#### [Task goal]
Return all of the entries exactly, with nothing added or left out.

#### [Supplied material]
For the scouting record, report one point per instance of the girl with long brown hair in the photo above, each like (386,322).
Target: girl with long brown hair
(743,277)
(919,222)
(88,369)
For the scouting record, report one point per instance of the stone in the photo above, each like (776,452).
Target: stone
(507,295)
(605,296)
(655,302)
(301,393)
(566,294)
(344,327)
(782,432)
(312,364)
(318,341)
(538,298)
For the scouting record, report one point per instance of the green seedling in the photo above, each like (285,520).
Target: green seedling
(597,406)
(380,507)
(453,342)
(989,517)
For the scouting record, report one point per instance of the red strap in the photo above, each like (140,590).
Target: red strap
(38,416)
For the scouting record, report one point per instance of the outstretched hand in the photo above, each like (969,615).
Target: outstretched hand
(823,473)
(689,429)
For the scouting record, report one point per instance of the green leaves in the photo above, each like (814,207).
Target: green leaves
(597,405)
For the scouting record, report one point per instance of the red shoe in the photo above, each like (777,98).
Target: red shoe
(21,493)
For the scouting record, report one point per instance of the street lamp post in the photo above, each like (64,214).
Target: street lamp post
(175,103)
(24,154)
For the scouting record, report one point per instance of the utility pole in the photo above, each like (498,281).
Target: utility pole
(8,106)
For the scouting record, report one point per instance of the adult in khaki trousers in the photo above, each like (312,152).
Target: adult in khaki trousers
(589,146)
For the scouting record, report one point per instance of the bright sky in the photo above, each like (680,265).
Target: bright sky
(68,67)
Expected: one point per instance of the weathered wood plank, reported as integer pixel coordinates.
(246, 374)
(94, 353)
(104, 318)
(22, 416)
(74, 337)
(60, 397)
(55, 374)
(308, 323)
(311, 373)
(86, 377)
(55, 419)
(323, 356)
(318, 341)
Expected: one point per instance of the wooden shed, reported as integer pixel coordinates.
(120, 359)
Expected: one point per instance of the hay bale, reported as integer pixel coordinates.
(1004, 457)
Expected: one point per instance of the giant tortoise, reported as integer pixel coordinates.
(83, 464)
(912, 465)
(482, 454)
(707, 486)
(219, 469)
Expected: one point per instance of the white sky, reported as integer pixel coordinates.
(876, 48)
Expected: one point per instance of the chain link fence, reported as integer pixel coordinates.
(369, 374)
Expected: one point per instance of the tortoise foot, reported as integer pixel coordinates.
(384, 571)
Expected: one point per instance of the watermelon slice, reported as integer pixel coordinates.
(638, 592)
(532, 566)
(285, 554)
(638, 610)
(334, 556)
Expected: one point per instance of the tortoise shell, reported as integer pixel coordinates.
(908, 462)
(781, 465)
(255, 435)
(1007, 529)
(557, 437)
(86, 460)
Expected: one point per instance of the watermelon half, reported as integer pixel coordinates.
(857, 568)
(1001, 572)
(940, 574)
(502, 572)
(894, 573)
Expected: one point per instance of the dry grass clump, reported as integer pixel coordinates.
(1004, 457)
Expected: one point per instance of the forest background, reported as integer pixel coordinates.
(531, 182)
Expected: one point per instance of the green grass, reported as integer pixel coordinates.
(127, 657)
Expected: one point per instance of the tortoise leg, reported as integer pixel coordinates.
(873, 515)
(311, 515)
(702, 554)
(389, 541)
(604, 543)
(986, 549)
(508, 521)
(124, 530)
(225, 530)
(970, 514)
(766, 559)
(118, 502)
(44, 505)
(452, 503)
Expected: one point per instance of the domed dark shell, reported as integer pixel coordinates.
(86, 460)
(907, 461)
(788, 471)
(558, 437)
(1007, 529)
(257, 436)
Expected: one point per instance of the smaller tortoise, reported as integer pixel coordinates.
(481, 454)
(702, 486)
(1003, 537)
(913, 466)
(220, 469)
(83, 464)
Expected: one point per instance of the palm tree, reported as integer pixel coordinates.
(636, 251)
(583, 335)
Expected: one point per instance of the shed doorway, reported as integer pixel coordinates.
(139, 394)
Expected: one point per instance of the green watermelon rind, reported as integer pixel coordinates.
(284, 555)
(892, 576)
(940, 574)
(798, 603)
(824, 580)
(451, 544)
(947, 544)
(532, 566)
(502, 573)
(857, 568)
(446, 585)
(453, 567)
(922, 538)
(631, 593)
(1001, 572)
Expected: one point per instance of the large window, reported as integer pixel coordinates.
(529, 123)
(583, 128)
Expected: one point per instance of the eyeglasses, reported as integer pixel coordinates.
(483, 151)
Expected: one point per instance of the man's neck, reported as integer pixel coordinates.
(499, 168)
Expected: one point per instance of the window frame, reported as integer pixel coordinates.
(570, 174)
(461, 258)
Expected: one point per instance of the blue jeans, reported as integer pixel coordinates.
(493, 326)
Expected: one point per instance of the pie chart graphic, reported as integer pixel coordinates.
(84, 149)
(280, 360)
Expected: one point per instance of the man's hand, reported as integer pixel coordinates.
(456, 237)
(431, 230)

#### [Final result]
For the scouting record, report one point per instance of the girl with long brown hair in the photo above, each like (386,322).
Target: girl with long brown hair
(743,277)
(919,222)
(88,369)
For the scouting record, report one point per instance of the stone in the photo above, each like (776,452).
Target: stone
(507,295)
(605,296)
(655,302)
(301,393)
(566,294)
(344,327)
(782,432)
(312,364)
(318,341)
(538,298)
For the scouting record, report one point per instance of the green seedling in the photo above, each like (285,520).
Target: green seedling
(597,406)
(380,507)
(453,342)
(989,517)
For the scouting record, report one point per instance of the red strap in the photo above, each like (140,590).
Target: red strap
(38,416)
For the scouting record, report one point per instance of the outstretched hand in the photo above, each like (969,615).
Target: outstretched hand
(823,473)
(689,429)
For the scouting record, report one point per instance of the green leaves in the photo above, each like (814,207).
Target: green leaves
(597,405)
For the scouting record, report one point per instance of the red shoe in the photo above, each like (777,98).
Target: red shoe
(21,493)
For the scouting record, report one point per instance of the street lamp post in the photo above, each like (64,214).
Target: street lamp post
(175,103)
(24,154)
For the scouting record, report one point per instance of the utility pole in the photo above, each like (498,281).
Target: utility pole
(8,106)
For the scouting record, report one point per instance of the adult in khaki trousers in the photo above, each like (312,152).
Target: adult in khaki trousers
(589,146)
For the scouting record, report one point per instance of the bright sky in the photo above, each like (680,265).
Target: bright sky
(68,67)
Expected: one point per instance of the weathered wood plank, reported as integer pixel coordinates.
(246, 374)
(94, 353)
(104, 318)
(22, 416)
(74, 337)
(60, 397)
(55, 374)
(308, 323)
(311, 373)
(86, 377)
(55, 419)
(323, 356)
(318, 341)
Expected: one point per instance of the wooden shed, reported as integer pixel coordinates.
(120, 359)
Expected: one point per instance of the hay bale, reported as integer pixel coordinates.
(1004, 457)
Expected: one point per instance of the giant tortoise, reported as integer pixel coordinates.
(83, 464)
(912, 465)
(482, 454)
(707, 486)
(219, 469)
Expected: one point per instance of the white sky, reported as integer pixel coordinates.
(876, 48)
Expected: one point per instance of the chain link fence, reported as integer pixel coordinates.
(369, 374)
Expected: one point per instance of the tortoise foot, reported as integer pixel coordinates.
(384, 571)
Expected: one point per instance of the watermelon slice, reported as integer pixel coordinates.
(638, 592)
(532, 566)
(285, 554)
(638, 610)
(334, 556)
Expected: one point per instance of the tortoise shell, reported as integer pixel coordinates.
(908, 462)
(781, 465)
(255, 435)
(1007, 529)
(557, 437)
(86, 460)
Expected: one point per instance of the watermelon half, reported as integer pixel coordinates.
(857, 568)
(1001, 572)
(940, 574)
(502, 572)
(894, 573)
Expected: one point per instance of the dry grass clump, reported as integer pixel coordinates.
(1004, 457)
Expected: one point per instance of the forest background, reported as integer pixel coordinates.
(531, 182)
Expected: one point per instance of the green grass, reported as integer pixel coordinates.
(127, 657)
Expected: one point per instance of the tortoise leg, reported as integer pixel coordinates.
(873, 515)
(311, 515)
(702, 554)
(389, 541)
(604, 543)
(986, 549)
(508, 521)
(124, 530)
(225, 530)
(970, 514)
(766, 559)
(118, 502)
(44, 505)
(452, 503)
Expected: one point per instance of the domed dark shell, reported as integer pixel coordinates.
(86, 460)
(907, 461)
(788, 471)
(558, 437)
(1007, 529)
(257, 436)
Expected: one point per instance of the smaller tortoise, reported as integer pixel coordinates.
(481, 454)
(702, 486)
(1003, 537)
(913, 466)
(220, 469)
(83, 464)
Expected: one point per instance of the palm tree, reported as integer pixel coordinates.
(636, 251)
(583, 335)
Expected: one point per instance of the shed doorway, reported as integer pixel coordinates.
(139, 394)
Expected: one point per instance of the green watermelon rind, reported as integer pixel coordinates.
(284, 555)
(892, 576)
(940, 574)
(798, 603)
(824, 580)
(451, 544)
(947, 544)
(532, 566)
(502, 573)
(857, 568)
(446, 585)
(453, 567)
(922, 538)
(631, 593)
(1001, 572)
Expected: one point per instance of the large window, reported as integer pixel coordinates.
(529, 123)
(583, 128)
Expected: one point per instance of the eyeglasses, reported as integer pixel coordinates.
(483, 151)
Expected: one point per instance of the man's neck, reported as integer pixel coordinates.
(499, 168)
Expected: one point per instance of the window frame, reported as integer pixel coordinates.
(570, 174)
(461, 258)
Expected: one point per instance of the blue jeans, reported as integer pixel coordinates.
(493, 326)
Expected: one point per instance of the pie chart graphic, reported as integer pixel coordinates.
(84, 149)
(280, 360)
Expected: one point per instance of the man's hand, reported as integer pixel coordinates.
(456, 237)
(431, 230)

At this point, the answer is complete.